• _Short exercise_:
Count the lines in the data below that contain the word "icicle" and give only that number.

• _Data for this exercise_:
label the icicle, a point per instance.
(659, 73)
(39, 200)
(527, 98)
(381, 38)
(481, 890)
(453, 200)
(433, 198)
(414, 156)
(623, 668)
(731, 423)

• _Final result_:
1